====== GIVEN DATA ======
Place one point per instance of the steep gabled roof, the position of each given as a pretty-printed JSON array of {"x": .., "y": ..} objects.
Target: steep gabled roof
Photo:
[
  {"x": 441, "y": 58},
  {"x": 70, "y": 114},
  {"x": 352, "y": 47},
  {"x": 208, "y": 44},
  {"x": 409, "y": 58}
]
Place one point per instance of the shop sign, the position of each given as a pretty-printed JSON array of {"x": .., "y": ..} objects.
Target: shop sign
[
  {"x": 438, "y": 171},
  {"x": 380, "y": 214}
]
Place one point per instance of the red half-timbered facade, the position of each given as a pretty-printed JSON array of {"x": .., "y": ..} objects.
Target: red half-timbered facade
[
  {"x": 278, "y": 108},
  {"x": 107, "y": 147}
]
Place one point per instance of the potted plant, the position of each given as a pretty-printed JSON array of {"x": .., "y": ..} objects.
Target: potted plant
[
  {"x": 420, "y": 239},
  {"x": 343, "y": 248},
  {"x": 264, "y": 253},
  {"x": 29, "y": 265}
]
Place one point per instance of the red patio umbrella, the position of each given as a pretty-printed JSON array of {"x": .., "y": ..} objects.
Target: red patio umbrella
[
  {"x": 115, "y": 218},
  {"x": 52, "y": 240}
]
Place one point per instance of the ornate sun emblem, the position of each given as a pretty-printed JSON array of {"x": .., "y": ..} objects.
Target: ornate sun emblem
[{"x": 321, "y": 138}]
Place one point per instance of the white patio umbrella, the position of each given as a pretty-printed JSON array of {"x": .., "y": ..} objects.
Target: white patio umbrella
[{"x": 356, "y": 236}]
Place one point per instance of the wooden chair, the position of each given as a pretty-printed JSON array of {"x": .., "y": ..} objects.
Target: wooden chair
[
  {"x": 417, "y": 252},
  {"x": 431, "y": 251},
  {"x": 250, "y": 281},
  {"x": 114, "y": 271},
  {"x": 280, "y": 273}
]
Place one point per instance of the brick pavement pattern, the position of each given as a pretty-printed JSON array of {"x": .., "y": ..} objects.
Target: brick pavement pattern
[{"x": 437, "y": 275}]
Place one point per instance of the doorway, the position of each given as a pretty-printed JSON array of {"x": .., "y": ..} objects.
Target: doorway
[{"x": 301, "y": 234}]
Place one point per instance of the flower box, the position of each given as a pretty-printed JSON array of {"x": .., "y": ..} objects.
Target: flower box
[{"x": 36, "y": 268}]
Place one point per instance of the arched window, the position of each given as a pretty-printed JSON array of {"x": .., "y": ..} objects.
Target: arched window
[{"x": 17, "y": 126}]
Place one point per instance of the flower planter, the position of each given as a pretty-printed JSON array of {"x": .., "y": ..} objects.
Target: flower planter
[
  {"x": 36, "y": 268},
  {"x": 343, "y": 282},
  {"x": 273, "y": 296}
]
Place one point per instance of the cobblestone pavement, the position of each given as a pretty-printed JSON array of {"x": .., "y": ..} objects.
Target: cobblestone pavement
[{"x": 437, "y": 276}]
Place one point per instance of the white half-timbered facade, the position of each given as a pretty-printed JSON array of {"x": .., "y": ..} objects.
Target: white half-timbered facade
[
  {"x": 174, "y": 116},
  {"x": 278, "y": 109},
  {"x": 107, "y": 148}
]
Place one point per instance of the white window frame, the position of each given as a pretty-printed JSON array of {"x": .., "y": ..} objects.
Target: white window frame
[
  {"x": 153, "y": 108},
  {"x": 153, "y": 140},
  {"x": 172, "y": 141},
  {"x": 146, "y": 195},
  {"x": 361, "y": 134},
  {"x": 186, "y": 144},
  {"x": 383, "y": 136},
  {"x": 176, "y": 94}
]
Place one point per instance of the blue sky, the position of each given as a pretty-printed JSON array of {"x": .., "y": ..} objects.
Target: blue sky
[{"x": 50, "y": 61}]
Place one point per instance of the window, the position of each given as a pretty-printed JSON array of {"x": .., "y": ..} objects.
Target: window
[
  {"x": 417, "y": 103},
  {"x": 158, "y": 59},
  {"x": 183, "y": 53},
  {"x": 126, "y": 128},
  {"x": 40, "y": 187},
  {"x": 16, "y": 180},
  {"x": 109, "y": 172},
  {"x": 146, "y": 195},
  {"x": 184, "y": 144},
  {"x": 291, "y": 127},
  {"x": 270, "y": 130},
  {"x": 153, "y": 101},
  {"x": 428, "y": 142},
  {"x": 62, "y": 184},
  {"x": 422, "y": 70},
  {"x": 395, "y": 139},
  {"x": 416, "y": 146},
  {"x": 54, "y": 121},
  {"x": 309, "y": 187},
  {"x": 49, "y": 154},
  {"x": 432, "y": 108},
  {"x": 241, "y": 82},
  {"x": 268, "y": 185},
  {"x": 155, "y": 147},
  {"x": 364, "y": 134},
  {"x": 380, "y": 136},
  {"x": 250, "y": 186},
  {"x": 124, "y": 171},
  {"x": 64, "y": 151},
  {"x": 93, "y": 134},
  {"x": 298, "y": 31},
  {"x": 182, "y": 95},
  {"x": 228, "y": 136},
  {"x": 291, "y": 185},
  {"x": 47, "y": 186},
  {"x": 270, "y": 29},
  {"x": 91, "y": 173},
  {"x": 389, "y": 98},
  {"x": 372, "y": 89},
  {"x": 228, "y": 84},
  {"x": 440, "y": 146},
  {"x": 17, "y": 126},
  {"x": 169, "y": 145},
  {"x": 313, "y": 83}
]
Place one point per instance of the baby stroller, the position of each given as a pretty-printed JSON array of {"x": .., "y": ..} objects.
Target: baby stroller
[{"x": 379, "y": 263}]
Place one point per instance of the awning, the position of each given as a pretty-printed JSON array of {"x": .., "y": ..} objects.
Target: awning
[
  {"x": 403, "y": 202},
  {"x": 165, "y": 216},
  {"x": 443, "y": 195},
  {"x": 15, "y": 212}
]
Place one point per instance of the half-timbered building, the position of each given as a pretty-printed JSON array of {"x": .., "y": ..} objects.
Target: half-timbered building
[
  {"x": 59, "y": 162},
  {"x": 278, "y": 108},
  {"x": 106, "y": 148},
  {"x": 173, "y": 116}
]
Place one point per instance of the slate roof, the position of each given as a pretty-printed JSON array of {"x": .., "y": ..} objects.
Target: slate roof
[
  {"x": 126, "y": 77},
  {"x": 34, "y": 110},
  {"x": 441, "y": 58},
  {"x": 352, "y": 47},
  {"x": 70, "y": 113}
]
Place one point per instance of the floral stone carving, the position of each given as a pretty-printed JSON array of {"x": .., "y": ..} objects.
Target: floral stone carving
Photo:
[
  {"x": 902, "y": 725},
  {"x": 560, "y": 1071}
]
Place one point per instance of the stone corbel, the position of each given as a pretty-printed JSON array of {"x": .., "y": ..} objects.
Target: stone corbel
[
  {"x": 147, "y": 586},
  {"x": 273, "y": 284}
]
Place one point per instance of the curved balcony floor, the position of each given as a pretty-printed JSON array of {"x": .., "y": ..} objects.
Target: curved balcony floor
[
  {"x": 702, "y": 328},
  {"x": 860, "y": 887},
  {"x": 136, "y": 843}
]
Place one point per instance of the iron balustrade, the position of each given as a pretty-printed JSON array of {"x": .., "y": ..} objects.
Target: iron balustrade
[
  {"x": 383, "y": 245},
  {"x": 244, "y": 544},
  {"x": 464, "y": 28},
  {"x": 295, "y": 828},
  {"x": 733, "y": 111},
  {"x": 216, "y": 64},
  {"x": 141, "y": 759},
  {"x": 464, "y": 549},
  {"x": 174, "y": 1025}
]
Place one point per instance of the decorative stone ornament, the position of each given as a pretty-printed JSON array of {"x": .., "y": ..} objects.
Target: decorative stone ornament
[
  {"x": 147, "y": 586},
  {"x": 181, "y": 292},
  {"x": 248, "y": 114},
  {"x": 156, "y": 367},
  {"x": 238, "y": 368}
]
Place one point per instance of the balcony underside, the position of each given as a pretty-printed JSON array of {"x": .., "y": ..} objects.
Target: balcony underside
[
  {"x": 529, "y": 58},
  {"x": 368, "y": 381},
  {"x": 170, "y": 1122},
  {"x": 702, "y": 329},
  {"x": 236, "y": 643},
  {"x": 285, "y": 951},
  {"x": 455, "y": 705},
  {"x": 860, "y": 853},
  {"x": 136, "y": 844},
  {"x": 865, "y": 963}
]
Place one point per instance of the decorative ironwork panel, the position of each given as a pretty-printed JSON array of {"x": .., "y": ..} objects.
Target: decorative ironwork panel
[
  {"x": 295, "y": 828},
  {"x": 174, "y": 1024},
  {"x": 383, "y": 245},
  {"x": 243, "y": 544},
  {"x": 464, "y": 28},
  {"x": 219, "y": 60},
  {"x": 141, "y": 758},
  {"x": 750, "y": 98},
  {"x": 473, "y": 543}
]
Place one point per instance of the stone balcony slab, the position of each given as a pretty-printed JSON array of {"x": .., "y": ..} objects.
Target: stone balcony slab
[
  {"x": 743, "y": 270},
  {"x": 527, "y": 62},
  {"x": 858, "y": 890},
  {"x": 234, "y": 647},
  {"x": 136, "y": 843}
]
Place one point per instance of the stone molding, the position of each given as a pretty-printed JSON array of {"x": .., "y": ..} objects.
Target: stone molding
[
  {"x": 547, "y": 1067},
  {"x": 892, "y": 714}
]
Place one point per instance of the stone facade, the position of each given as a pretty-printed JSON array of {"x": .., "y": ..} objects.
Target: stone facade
======
▸ TASK GOAL:
Taking the entries above, restate exactly those lines that fall between the line with "Target: decorative ironwork panel" and the line with "Place one point per instance of the stone molding, the", keeping both of those lines too.

▸ RESPONSE TO THIS EXERCISE:
Target: decorative ironwork panel
[
  {"x": 295, "y": 828},
  {"x": 174, "y": 1024},
  {"x": 383, "y": 245},
  {"x": 243, "y": 544},
  {"x": 464, "y": 28},
  {"x": 219, "y": 60},
  {"x": 141, "y": 758},
  {"x": 750, "y": 98},
  {"x": 473, "y": 543}
]
Place one point per instance of the stone balcony slab, the position of each given as a pretty-printed JSON array of {"x": .., "y": ..} objects.
Target: stone balcony slab
[
  {"x": 743, "y": 270},
  {"x": 527, "y": 62},
  {"x": 858, "y": 890},
  {"x": 234, "y": 647},
  {"x": 136, "y": 843}
]
Place one point per instance of the stone molding, the position of each given as a pretty-printed JSON array of {"x": .., "y": ..} objects.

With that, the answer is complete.